▶ Set task
Can you restate the raisin-market letter from the words that have "It is common" through "they don’t, thusfar.", swapping "Turkey" for "Türkiye"?

Dear Readers,
Worldwide and traditionally, the months of October and November, in preparation for the festivity-month of December, are quite active as far as dried fruit- and nutmarkets are concerned.
However and so far, we are to understand that, as far as raisins are concerned, it is more quiet than usual, in buying and selling of Turkish as wel as in Californian raisins.

That is quite strange, to put it mildly.

It is common knowledge that Turkey has a small crop, this season, meaning about (215,000 tons) which is 30 percent less than in normal years, so to say. Luckely enough, USA/California is compensating this shortfall to a certain extend, by having a very good crop (quality- and quantity-wise) of 10/13 percent more than the year before. Despite the above and trying to be logic, the result of the two means that there are less raisins available than the year before.

In other words, in total, there is less supply than demand as far as the two big suppliers are concerned.

This, normally, should mean that buyers will better be sure than sorry and take some/good coverage. Again, obviously they don’t, thusfar.

▶ Dataset entries
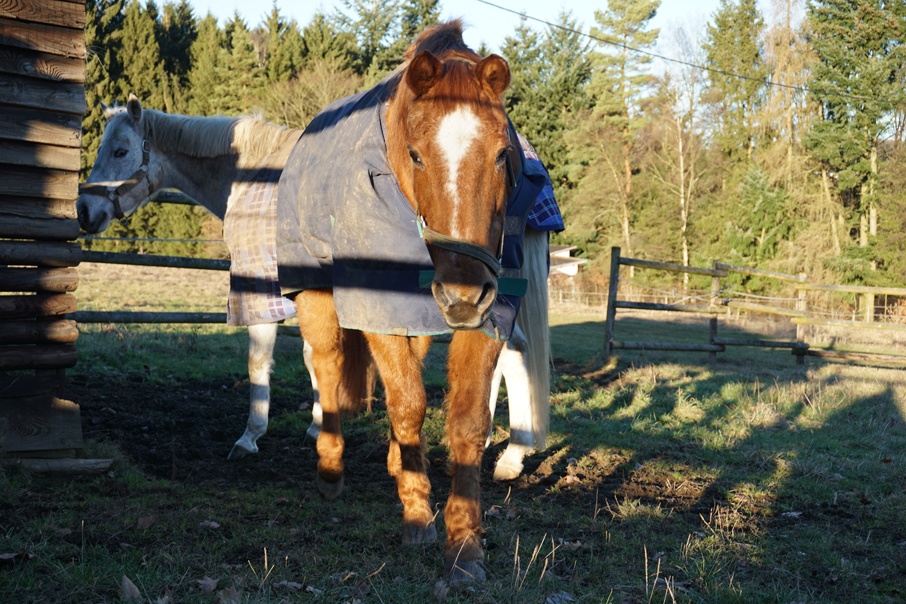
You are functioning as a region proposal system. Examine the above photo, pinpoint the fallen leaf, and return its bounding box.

...

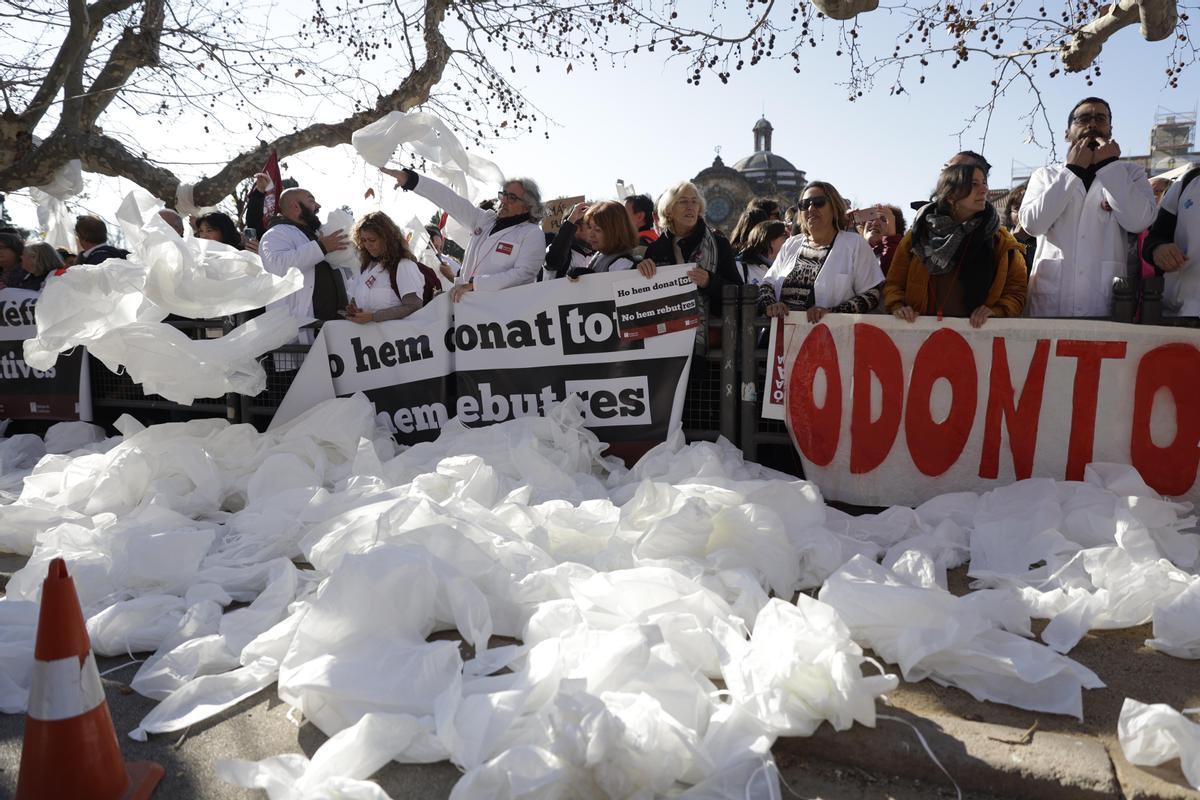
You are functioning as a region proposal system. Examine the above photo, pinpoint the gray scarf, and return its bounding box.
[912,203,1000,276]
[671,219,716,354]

▶ Right answer
It is common knowledge that Türkiye has a small crop, this season, meaning about (215,000 tons) which is 30 percent less than in normal years, so to say. Luckely enough, USA/California is compensating this shortfall to a certain extend, by having a very good crop (quality- and quantity-wise) of 10/13 percent more than the year before. Despite the above and trying to be logic, the result of the two means that there are less raisins available than the year before.

In other words, in total, there is less supply than demand as far as the two big suppliers are concerned.

This, normally, should mean that buyers will better be sure than sorry and take some/good coverage. Again, obviously they don’t, thusfar.